Фрагмент документа |
* * * *

«Видишь, августовские любовники пробегают внизу с цветами,
голубые струи реклам бесконечно стекают с крыш, вот ты смотришь
вниз, никогда не меняйся местами, никогда ни с кем, это ты себе
говоришь. Вот цветы и цветы, и квартиры с новой любовью, с юной
плотью входящей, всходящей на новый круг, отдавая себя с новым
криком и с новой кровью, отдавая себя, выпуская цветы из рук. Новый
вечер шумит, что никто не вернется, над новой жизнью, что никто не
пройдет под балконом твоим к тебе, и не станет к тебе, и не
станет, не станет ближе чем к самим себе, чем к своим цветам, чем к
самим себе».
«Августовские любовники», Иосиф Бродский
Чем может завершиться столкновение людей из двух разных миров, казалось бы, живущих в одном городе, дышащих одним воздухом, но смотрящих на мир разными красками?
Красота в глазах смотрящего, лишь воспоминания Жанны сняты в цвете, лишь ими она заполняет свою любовь к Жану. Однако выдумки остаются выдумками, слова — беспомощными выплесками перед обстоятельствами, а реальность в кинокартине Ги Жиля все же остается черно-белой.
Кадры из фильма "На срезанном углу" ("Au pan coupe"), 1968.
Главный герой фильма Жан (Патрик Жуане) умирает уже на десятой минуте хронометража, оставляя после себя лишь эфемерные воспоминания в сердце своей возлюбленной Жанны (Маши Мериль). Лишь посредством ее тоскливых, но светлых воспоминаний зрителю постепенно раскрывается история их непростого союза.
Мы узнаем, что Жан и Жанна любили друг друга, но, изможденный душевно и физически, молодой человек не мог ответить взаимностью на искренние чувства девушки. Потеряв всякую веру в будущее, обременённый скорбью и ненавистью, Жан был убеждён, что обрести понимание со стороны другого человека невозможно.
Угнетённый этим осознанием, он покидает Жанну, предпочитая их любви безликое «забвение»: попытку укрыться в компании битников, наивно стремясь вырваться из плена прошлой жизни.
Но вскоре и этот образ жизни становится ему в тягость. Жан голодает, страдает, замерзает, пока, наконец, не умирает. Его одинокое тело находят в саду загородного провинциального Лиона.Тем временем Жанна, даже не подозревая о его смерти,продолжает с неослабевающей верой ждать возвращения возлюбленного.

* * * *

Задания |
1. На какой минуте хронометража умирает Жан, согласно тексту о фильме «На срезанном углу»?
2. Пожалуйста, напишите продолжение текста о фильме «На срезанном углу», которое следует за его последним предложением.

Записи разметки положения объектов:
* * * *

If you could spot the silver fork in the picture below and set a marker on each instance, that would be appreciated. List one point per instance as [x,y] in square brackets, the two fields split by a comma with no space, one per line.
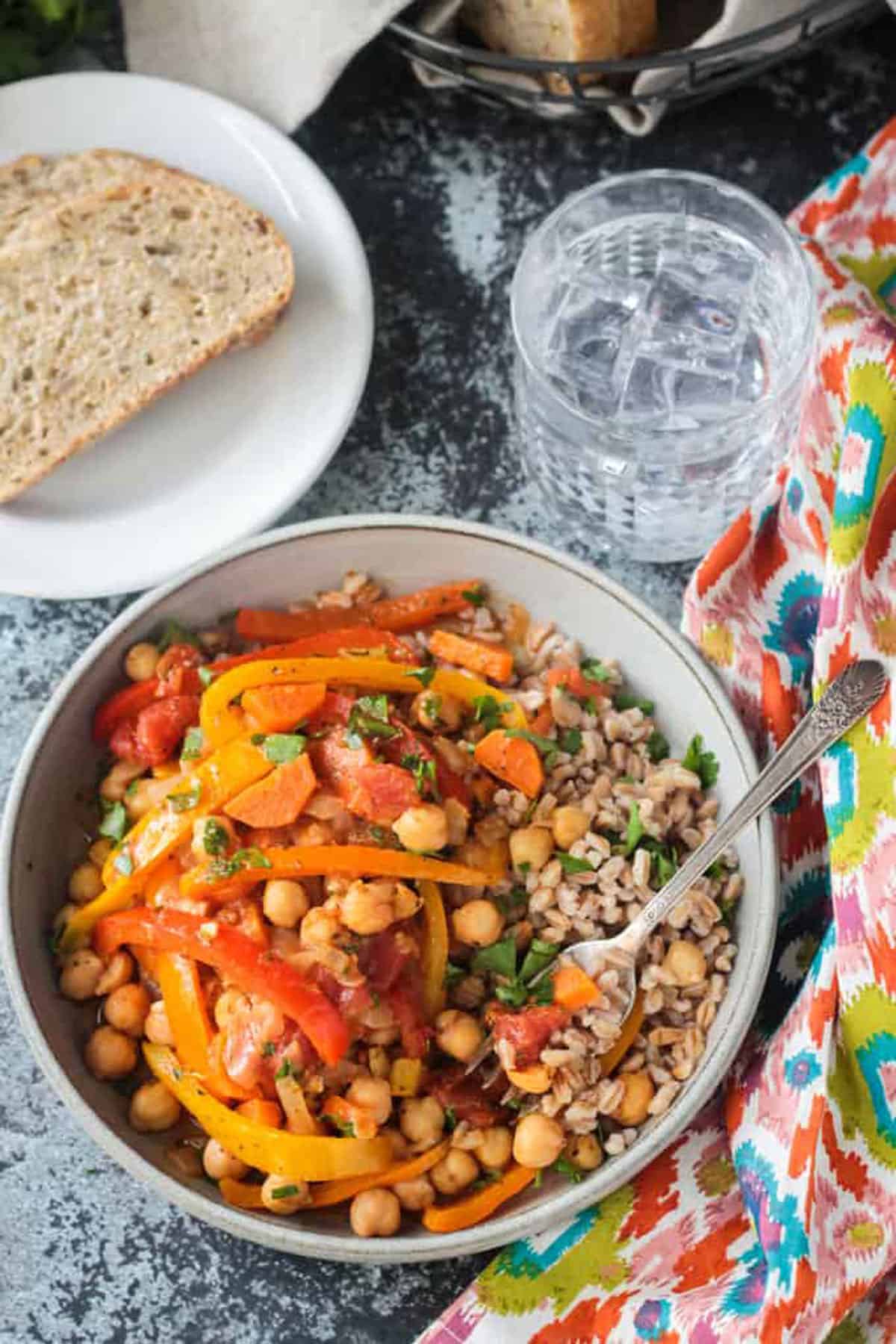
[842,705]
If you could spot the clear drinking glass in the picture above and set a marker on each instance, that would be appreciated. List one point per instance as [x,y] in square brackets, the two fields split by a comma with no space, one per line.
[664,324]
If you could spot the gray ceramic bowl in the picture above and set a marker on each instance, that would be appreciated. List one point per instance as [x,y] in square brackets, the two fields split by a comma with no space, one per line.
[42,836]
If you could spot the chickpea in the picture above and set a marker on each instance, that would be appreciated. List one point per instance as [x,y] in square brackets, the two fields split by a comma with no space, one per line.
[685,962]
[127,1008]
[532,846]
[140,662]
[568,824]
[538,1140]
[458,820]
[458,1034]
[496,1148]
[422,828]
[119,779]
[454,1172]
[84,885]
[415,1195]
[285,1194]
[119,971]
[285,902]
[319,927]
[422,1121]
[100,851]
[156,1027]
[585,1152]
[153,1109]
[375,1213]
[635,1107]
[109,1054]
[479,922]
[373,1095]
[220,1163]
[80,976]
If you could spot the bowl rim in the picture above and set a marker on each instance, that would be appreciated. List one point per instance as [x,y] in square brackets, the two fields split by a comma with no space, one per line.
[418,1246]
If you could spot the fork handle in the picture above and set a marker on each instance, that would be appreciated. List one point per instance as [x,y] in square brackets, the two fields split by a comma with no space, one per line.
[847,700]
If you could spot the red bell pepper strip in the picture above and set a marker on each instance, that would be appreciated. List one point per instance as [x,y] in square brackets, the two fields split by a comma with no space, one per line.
[243,961]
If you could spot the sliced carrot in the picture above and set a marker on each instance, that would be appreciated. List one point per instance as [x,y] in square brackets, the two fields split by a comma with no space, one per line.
[481,1204]
[280,799]
[484,659]
[512,759]
[337,1191]
[280,709]
[630,1028]
[573,988]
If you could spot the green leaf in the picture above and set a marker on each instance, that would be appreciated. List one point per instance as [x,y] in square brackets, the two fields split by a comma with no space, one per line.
[499,960]
[539,956]
[593,670]
[635,831]
[657,746]
[282,747]
[570,865]
[702,761]
[193,745]
[188,799]
[114,820]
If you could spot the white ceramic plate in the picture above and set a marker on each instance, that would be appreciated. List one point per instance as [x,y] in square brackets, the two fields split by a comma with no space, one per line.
[225,453]
[403,553]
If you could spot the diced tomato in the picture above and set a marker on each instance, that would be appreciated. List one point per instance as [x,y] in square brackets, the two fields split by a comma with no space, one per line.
[467,1095]
[528,1031]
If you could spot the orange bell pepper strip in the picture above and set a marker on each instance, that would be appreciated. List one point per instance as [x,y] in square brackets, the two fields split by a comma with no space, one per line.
[485,659]
[190,1024]
[573,988]
[163,830]
[630,1028]
[280,709]
[323,860]
[240,959]
[337,1191]
[279,799]
[512,759]
[220,722]
[435,952]
[297,1156]
[479,1206]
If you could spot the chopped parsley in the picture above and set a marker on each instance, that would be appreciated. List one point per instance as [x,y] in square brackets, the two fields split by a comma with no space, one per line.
[571,865]
[635,831]
[657,746]
[188,799]
[368,718]
[114,820]
[488,712]
[193,745]
[423,675]
[281,747]
[593,670]
[700,761]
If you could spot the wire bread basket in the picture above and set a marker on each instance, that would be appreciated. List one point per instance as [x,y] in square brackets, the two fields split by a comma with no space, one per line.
[679,75]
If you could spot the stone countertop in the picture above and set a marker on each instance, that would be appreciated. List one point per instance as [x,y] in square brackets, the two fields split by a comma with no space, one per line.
[444,193]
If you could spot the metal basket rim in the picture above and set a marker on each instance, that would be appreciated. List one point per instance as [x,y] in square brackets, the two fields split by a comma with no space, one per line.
[676,58]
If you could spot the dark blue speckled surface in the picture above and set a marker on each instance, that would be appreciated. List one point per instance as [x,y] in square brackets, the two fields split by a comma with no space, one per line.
[444,195]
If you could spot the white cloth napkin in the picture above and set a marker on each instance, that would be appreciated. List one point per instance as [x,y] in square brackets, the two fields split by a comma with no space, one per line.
[277,57]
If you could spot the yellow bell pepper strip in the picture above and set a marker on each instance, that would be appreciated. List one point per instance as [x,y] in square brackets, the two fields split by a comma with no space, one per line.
[297,1156]
[337,1191]
[630,1028]
[191,1028]
[220,722]
[238,959]
[355,860]
[435,952]
[479,1206]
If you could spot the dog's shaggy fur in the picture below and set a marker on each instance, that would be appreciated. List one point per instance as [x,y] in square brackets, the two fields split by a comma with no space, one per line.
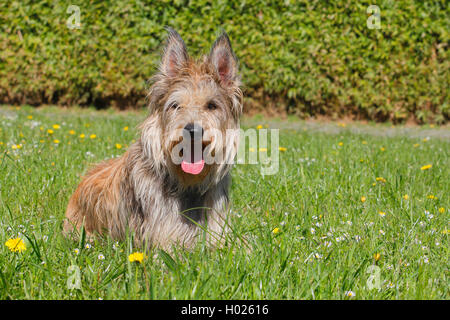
[144,191]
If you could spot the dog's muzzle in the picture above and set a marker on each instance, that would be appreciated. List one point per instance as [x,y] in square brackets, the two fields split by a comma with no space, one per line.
[193,162]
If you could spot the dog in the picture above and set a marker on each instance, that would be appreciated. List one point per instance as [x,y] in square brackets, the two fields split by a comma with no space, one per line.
[161,201]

* * * *

Ответы к заданиям |
1. На десятой минуте.

2.
«Как мечтал я удрать подальше
От непрестанных выкриков страха,
От шипенья потёртой фальши,
Звучавшей страшней и страшней,
Когда заваливались мои вечера
За холмы, в глубины морей.
Как мечтал я подальше смыться…»
Дилан Томас.
В каждом своем воспоминании Жанна выступает в роли спасателя, а Жан — утопающего. Она стремится укрыть его в своих объятиях, спрятав от враждебного мира. Жанна, как подобает преданному «спасателю», изо всех сил старается помочь ему вырваться из оков собственных предрассудков:
«Я хотела бы переделать всю его жизнь. Дать ему детство, которого ему не хватало, или силы, чтобы забыть всё».
Однако её попытки тщетны — Жанна не понимает, а, возможно, даже не задумывается, что внутренние перемены невозможны без собственной воли, а у Жана нет ни стремления, ни сил для этого.
Проблески надежды иногда всё же мелькают в громких заявлениях Жана: юноша утверждает, что «ему всё равно, что останется от времени на планете», и призывает «жить», но мимолетного порыва недостаточно.
Из уст главной героини мы узнаем, что юноша угнетал в глазах возлюбленной самого себя: он тяготился вопросом «почему его любят», на который, оправданно, не мог найти ответа. Он мучил себя — и эгоистично мучил её, без стыда заявляя, что «в нём таится зло».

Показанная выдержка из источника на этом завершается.